### [WHAT IS NEEDED]
Copy the data below word for word, starting with the line that contains "Can you confirm the presence of any banana" and going on through the line that contains "[[372, 0, 457, 118]]", with both of those lines included. Give only that span.

### [STORED DATA]
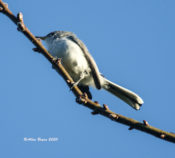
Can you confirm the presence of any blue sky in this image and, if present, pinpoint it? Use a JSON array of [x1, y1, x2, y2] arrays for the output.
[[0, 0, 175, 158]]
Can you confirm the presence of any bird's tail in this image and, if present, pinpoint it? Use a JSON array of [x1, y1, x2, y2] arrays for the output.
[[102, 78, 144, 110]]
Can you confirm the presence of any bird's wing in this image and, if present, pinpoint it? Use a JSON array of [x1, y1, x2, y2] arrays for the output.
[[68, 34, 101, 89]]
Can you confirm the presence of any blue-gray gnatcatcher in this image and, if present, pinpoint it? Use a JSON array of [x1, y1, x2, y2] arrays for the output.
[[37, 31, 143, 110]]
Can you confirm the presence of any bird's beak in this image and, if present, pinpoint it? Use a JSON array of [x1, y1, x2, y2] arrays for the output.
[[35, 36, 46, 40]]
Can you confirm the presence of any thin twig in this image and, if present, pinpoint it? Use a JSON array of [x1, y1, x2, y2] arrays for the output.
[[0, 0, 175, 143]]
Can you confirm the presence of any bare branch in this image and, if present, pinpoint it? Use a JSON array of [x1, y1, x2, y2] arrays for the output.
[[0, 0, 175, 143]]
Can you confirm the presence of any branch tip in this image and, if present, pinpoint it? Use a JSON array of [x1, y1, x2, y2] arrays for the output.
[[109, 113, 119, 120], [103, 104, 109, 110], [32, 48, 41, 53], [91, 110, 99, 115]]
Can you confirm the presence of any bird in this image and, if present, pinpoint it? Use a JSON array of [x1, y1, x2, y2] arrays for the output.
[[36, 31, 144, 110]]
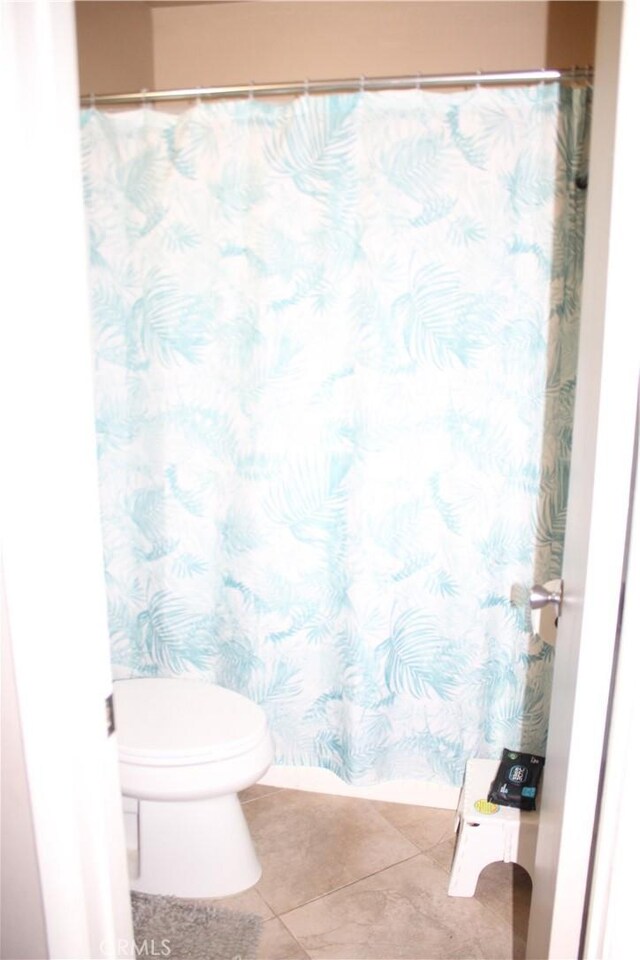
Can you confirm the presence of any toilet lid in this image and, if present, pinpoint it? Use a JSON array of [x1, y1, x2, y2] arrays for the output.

* * *

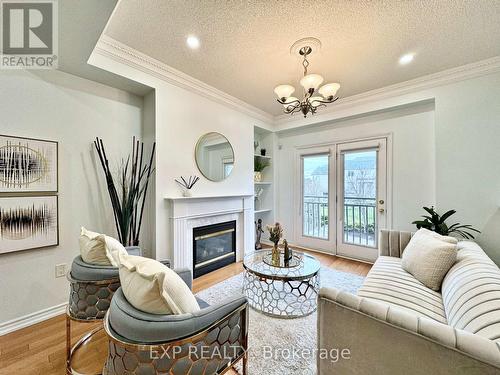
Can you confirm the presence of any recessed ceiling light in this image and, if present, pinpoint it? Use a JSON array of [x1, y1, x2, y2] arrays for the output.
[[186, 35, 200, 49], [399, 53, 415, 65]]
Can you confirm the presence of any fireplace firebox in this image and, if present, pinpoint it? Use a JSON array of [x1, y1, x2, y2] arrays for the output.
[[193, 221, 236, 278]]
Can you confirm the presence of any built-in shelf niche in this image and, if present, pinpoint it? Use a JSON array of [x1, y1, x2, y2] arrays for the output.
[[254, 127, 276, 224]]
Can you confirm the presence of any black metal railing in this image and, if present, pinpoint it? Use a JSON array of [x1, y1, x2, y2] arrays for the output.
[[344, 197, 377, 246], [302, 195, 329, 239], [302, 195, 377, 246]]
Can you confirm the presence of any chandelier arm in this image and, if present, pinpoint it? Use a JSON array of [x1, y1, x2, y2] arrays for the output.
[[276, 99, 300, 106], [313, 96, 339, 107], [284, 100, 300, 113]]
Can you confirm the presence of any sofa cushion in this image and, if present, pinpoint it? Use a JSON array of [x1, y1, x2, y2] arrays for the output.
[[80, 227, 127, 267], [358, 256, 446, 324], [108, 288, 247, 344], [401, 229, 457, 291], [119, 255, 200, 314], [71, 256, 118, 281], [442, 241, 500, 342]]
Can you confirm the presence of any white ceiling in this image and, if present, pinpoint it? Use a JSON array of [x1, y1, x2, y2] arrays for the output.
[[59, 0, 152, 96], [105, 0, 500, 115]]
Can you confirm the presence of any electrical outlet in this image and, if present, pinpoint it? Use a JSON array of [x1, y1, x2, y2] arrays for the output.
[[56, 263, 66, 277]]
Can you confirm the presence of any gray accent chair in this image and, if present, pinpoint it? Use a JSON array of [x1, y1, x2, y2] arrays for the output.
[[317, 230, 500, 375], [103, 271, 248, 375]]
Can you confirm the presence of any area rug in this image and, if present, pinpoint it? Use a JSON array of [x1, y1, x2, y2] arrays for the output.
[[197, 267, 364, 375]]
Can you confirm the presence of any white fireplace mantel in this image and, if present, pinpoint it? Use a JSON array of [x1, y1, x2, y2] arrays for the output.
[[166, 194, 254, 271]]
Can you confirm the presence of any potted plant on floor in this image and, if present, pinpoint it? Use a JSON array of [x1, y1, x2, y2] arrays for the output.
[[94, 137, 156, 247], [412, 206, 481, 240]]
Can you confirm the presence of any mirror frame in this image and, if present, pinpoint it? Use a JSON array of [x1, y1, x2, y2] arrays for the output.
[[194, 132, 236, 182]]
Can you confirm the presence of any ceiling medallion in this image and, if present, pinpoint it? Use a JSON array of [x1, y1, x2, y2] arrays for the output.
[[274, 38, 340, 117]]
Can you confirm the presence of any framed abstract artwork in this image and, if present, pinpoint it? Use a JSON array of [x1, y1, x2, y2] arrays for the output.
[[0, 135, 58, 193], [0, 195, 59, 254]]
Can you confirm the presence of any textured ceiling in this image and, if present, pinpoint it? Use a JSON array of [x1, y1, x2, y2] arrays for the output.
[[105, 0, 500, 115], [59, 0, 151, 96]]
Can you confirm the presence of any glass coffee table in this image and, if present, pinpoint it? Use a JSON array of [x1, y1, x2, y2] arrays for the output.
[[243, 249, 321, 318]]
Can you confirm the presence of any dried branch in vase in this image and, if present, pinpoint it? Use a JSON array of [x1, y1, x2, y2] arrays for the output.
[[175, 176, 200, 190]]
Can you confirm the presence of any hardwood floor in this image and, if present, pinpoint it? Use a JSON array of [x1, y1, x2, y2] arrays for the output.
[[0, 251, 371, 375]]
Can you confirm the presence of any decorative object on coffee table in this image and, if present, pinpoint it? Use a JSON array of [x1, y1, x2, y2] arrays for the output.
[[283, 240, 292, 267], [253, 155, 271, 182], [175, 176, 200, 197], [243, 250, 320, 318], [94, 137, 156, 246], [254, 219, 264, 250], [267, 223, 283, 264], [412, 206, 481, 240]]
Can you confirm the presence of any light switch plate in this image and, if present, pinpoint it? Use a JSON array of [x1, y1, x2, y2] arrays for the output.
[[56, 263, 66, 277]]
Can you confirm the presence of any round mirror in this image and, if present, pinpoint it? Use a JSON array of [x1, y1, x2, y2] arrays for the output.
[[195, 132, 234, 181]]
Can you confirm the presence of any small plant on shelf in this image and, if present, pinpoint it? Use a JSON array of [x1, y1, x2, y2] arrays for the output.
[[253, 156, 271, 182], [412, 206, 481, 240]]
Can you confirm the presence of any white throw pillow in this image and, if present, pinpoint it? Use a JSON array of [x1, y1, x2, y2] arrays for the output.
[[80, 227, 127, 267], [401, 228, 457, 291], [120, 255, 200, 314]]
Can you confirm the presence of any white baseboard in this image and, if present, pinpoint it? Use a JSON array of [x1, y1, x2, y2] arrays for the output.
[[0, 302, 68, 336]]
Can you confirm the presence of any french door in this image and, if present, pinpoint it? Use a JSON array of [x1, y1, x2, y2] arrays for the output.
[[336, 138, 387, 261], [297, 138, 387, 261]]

--

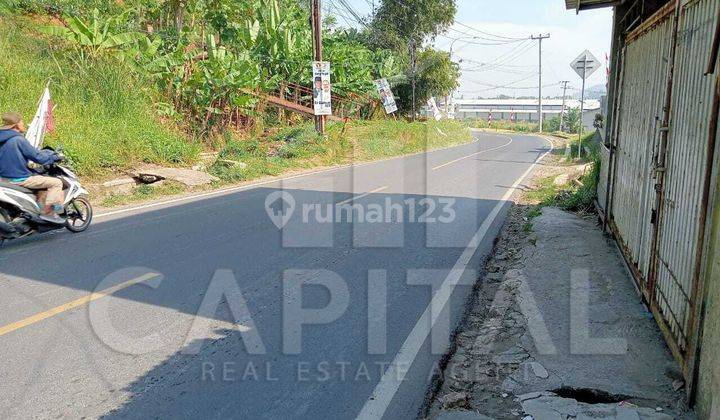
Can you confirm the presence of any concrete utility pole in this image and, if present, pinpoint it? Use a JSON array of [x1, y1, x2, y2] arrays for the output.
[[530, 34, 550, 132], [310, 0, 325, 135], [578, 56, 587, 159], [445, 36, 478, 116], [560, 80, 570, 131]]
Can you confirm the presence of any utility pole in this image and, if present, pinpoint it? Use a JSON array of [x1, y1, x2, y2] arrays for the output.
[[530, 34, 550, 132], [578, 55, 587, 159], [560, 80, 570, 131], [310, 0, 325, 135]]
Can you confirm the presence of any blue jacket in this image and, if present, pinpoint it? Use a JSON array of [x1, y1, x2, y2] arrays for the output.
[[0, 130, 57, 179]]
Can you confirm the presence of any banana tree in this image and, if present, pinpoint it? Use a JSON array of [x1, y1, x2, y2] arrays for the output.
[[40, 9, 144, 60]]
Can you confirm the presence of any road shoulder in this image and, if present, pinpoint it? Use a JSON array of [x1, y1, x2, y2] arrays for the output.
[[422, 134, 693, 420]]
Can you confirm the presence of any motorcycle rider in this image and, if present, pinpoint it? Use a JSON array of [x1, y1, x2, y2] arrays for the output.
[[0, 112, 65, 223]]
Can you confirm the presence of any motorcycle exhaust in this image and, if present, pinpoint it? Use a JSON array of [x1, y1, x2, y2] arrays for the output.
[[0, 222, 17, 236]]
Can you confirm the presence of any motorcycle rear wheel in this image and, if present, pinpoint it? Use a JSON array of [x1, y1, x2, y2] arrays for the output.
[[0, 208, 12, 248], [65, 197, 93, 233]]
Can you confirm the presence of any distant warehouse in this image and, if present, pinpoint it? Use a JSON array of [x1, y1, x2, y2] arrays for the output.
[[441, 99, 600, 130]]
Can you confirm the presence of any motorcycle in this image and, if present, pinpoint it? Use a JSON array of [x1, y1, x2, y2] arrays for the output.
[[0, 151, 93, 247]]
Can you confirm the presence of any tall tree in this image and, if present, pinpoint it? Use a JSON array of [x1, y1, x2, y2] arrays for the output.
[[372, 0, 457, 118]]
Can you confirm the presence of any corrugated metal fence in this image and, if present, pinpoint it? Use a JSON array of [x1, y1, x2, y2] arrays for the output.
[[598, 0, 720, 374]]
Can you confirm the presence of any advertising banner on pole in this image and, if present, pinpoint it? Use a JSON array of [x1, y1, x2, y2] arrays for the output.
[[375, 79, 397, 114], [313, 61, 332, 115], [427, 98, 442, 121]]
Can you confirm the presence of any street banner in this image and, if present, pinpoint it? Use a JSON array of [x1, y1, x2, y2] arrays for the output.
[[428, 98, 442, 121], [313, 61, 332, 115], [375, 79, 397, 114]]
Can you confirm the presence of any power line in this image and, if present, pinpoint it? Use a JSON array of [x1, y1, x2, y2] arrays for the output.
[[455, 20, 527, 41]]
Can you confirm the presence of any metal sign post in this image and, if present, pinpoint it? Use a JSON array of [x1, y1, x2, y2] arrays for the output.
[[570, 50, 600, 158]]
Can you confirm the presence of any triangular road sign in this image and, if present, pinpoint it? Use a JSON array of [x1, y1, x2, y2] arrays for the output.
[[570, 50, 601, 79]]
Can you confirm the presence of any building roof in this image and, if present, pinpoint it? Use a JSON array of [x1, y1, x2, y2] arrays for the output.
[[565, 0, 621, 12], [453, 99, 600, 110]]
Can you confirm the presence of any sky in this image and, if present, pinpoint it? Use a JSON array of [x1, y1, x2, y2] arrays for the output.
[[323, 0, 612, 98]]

### [ANSWER TO THIS TASK]
Can you confirm the presence of any banana tree in this image and, if present, pinpoint it? Use a JSON array of [x1, y1, x2, y2] arrays for the output.
[[40, 9, 144, 60]]
Can you confirm the presence of any road shoulder in this image and, if present, pinpoint it? Use a JSON array of [x1, y1, x2, y2] arrays for the output.
[[422, 134, 693, 420]]
Can you confirm the presence of any motorcycle rider in this image and, if present, pinpoint it? Use a JSON array of [x1, y1, x2, y2] arrays for the output.
[[0, 112, 65, 223]]
Can you confirm the presence of any motorcycle exhaust in this image and, if present, pinpoint it? Use a JSON array of [x1, y1, x2, y2] arrays for the output.
[[0, 222, 17, 236]]
Can you confirm the presence of any motorcycle rear wheel in this image and, if present, pinpoint it? Use a JSON array of [x1, y1, x2, y2] arrays for the output.
[[0, 208, 12, 248], [65, 197, 93, 233]]
Can you confirm the presence of any distant warehouse in this image and, if present, pinpoint it? Use a JSON array of [x1, y1, x2, y2] arrays for the output.
[[441, 99, 600, 130]]
Can you confirm the presence of any motorcycle in this image and, if present, pinpoint it? Use a JSON array of [x1, y1, x2, y2] arrays for the output.
[[0, 151, 93, 247]]
Can you confirm the presence of any tall tree in this image and, if present, pinpoint it? Use a JSON array of [x1, y1, x2, y2] arrays for the output.
[[372, 0, 457, 118]]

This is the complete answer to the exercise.